*AIM OF THE TASK*
Count the lines of the data below that contain the string "after", treating uppercase and lowercase as different. Reply with the number alone.

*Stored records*
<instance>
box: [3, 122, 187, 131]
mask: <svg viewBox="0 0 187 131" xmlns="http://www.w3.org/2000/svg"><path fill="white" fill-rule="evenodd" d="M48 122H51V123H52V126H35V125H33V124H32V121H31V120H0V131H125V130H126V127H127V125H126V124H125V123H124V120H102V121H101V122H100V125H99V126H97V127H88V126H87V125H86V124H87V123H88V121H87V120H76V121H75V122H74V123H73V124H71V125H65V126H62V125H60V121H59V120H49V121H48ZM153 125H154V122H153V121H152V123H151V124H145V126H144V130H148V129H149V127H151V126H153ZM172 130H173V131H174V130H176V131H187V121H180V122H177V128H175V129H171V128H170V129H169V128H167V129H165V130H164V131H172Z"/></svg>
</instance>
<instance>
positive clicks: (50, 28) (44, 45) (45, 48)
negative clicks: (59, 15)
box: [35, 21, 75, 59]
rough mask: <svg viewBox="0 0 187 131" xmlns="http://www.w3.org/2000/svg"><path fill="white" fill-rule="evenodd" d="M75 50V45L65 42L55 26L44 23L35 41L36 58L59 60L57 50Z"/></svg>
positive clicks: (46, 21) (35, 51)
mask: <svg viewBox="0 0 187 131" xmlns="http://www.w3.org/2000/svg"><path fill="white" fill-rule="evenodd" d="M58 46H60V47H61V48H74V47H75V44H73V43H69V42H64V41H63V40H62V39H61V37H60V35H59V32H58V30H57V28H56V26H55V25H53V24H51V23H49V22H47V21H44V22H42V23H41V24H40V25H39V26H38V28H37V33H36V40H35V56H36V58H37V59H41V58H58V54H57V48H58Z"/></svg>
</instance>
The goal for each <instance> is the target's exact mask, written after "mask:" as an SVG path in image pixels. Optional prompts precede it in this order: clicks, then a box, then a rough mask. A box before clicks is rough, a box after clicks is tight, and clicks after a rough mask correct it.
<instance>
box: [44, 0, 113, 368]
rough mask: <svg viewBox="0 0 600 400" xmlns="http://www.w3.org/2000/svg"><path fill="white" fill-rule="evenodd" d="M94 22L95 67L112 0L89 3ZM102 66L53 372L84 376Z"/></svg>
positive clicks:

...

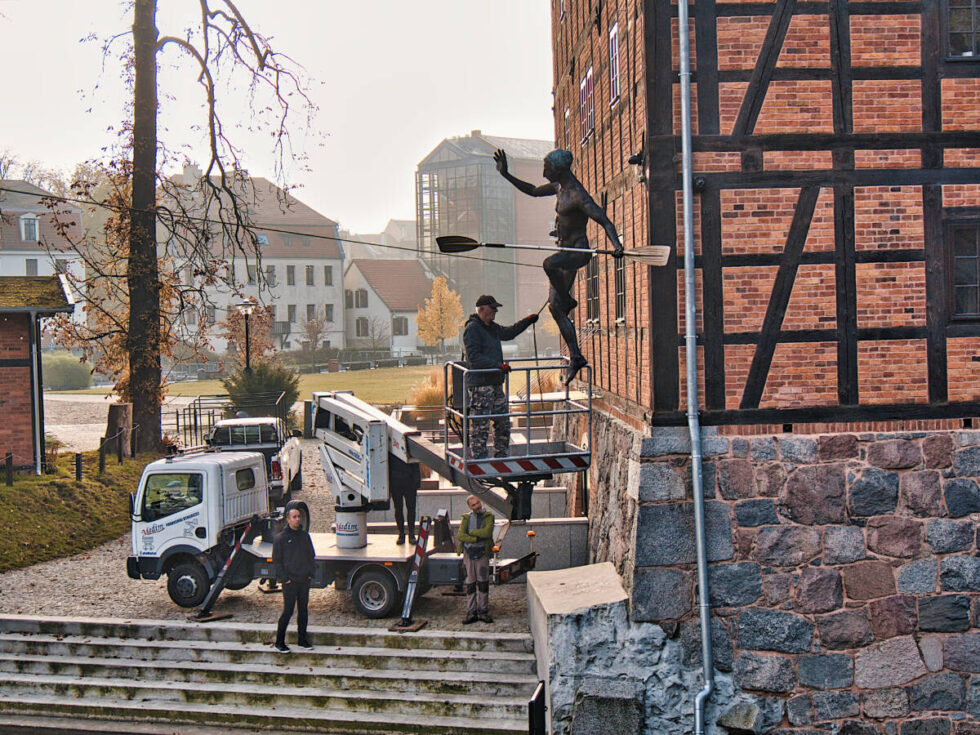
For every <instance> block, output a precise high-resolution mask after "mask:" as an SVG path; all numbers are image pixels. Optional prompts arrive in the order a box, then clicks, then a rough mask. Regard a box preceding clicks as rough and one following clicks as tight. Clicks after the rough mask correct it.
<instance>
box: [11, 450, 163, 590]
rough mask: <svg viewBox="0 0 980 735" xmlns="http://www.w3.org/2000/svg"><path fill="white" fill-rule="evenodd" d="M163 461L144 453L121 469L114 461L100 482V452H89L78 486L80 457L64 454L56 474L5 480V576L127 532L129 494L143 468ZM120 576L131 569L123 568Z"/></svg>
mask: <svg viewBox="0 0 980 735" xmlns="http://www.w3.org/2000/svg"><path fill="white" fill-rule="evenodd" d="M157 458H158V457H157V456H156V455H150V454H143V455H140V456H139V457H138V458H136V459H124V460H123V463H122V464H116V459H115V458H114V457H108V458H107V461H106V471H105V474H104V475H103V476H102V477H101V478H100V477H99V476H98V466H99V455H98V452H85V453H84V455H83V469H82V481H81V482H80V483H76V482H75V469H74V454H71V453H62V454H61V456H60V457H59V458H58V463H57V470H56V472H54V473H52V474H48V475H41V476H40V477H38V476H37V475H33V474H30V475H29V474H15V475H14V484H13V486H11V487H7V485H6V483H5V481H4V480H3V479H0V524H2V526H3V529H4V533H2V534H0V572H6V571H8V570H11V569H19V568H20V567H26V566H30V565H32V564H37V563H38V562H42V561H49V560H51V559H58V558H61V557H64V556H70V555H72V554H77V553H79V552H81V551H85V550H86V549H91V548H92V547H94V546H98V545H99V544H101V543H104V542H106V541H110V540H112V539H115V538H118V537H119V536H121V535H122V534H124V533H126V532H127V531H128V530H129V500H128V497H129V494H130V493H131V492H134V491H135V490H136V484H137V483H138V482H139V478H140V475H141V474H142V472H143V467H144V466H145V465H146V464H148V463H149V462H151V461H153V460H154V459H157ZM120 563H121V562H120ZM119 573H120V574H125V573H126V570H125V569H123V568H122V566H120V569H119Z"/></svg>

---

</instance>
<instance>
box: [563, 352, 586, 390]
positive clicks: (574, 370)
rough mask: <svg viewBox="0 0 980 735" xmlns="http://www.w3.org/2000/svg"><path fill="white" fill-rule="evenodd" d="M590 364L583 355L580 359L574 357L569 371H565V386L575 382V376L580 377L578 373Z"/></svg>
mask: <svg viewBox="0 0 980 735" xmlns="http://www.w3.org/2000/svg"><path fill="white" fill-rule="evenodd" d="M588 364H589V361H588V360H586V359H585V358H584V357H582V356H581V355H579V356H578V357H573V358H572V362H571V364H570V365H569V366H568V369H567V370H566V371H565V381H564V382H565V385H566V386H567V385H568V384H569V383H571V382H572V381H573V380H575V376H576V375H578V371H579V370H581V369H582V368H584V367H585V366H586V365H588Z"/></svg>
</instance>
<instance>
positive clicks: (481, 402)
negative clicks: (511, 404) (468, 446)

*RESULT OF THE TASK*
2